**Exercício**:
Retome, por favor, o texto sobre um caso de síndrome hemolítica urémica atípica num adulto, continuando-o a partir da última frase apresentada.

Ana Luísa Nunes, Filipe dos Santos Mira, Ana Rita Elvas, Daniela Santos, Jandira Lima, Nuno Afonso Oliveira, Rui M. Santos, Armando Carvalho
INTRODUÇÃO: A microangiopatia trombótica (MAT) caracteriza-se por anemia hemolítica microangiopática (AHM) e trombocitopenia consuntiva, com oclusão microvascular e falência orgânica. O diagnóstico e tratamento precoces melhoram o prognóstico. A síndrome hemolítica urémia atípica (SHUa), uma forma de MAT, é mediada por desregulação da via alternativa do complemento desencadeada por factores genéticos e/ou ambientais. Apesar de rara e mais frequente em crianças, pode surgir nos adultos. Descreve-se um caso de SHUa em idade adulta, desencadeado por uma associação de fatores etiológicos.

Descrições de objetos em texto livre
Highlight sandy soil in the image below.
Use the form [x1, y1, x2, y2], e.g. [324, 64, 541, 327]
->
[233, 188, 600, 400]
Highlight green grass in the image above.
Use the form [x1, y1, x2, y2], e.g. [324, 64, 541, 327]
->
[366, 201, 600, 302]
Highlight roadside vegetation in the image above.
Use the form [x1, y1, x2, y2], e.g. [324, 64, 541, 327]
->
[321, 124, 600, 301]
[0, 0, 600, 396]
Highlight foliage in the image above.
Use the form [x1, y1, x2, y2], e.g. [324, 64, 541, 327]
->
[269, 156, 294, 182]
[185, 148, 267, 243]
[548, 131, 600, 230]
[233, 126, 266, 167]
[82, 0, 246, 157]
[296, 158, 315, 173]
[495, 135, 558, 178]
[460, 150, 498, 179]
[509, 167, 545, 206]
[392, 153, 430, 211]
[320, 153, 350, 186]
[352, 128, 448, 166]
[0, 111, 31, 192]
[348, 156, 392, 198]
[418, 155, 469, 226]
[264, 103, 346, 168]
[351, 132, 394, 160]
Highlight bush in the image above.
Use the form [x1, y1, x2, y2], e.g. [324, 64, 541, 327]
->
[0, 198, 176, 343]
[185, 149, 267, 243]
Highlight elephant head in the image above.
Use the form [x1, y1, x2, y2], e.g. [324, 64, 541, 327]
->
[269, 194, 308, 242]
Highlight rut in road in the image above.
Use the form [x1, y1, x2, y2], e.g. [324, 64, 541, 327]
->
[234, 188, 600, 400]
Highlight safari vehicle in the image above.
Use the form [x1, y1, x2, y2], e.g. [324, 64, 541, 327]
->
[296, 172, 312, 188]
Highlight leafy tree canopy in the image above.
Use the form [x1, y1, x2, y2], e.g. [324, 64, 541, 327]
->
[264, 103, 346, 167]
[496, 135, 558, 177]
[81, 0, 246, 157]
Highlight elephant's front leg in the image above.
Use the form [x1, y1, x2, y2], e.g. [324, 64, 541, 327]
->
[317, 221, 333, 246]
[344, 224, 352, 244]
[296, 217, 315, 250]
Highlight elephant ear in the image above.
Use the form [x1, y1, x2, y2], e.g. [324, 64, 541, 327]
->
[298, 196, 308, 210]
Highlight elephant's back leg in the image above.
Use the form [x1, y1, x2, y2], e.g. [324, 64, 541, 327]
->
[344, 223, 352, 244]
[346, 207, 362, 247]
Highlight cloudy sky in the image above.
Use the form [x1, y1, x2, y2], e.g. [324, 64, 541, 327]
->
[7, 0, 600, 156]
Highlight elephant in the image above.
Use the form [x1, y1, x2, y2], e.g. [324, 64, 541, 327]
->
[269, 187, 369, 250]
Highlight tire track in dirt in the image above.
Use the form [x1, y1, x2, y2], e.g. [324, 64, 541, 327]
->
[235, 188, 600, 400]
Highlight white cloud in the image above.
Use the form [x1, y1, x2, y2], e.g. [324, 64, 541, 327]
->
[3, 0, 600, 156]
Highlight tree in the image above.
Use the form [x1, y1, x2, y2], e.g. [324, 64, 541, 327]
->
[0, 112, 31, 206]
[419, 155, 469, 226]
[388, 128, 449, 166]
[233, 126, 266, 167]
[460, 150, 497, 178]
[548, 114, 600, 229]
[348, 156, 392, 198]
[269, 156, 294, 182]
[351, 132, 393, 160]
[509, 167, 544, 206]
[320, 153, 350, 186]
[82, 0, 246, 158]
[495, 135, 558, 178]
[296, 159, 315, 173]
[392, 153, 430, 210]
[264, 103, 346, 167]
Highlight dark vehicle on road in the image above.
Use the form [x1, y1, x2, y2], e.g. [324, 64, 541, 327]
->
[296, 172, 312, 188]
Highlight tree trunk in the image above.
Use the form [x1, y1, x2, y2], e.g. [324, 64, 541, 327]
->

**Resolução do exercício**:
CASO CLÍNICO: Mulher de 72 anos recorreu ao serviço de urgência por lombalgia com 1 semana de evolução associada a dor abdominal nos quadrantes inferiores e urina com cheiro fétido. Antecedentes de hipertensão arterial (nifedipina 30mg id), dislipidemia (atorvastatina 20mg id), osteoporose (ácido alendrónico+colecalciferol 70mg+5600UI/semana) e degenerescência macular relacionada com a idade (bevacizumab introcular bimensalmente). À admissão encontrava-se hipertensa e ictérica. Analiticamente com lesão renal aguda (creatinina 6,3mg/dL), hemólise (LDH>5000U/L, bilirrubina total 4.1mg/dL à custa da indireta), elevação da ALT (1200U/L), AST (1000U/L), FA (334U/L) e PCR (28mg/dL). Sem anemia, com trombocitopenia grave (14G/L) e esquizócitos (>85/campo) no esfregaço de sangue periférico. Teste de Coombs negativo. Radiografia torácica e ecografia abdominal e renovesical sem alterações. Coagulação normal, exceto D-dímeros (62000ng/mL). AngioTC torácica e abdominal excluiu tromboembolia pulmonar e dissecção aórtica. Evidência de anemia de novo (Hb 7,5g/dL), reticulocitose e haptoglobina reduzida. Atividade de ADAMTS13 normal. Isolamento de Escherichia coli na urocultura, para a qual iniciou ceftriaxone (2g id). Pesquisa de toxina Shiga nas fezes negativa. Restante estudo serológico e imunológico sem alterações. Perante os achados, a hipótese de SHUa tornou-se plausível. O estudo genético identificou 2 variantes heterozigotas benignas para o gene CFH e uma variante missense mais rara, patogénica, para o mesmo gene (c.3226 C>G, p.Gln1076Glu). Fez hemodiálise (4 sessões) por acidose metabólica, hipercaliémia e oligúria e plasmaferese diária (15 sessões) com remissão completa da hemólise e recuperação progressiva da função renal e anemia. Foi imunizada contra o Pneumococcus e Meningococcus caso houvesse necessidade de terapêutica com Eculizumab (que não se verificou). A biopsia renal confirmou o diagnóstico de MAT.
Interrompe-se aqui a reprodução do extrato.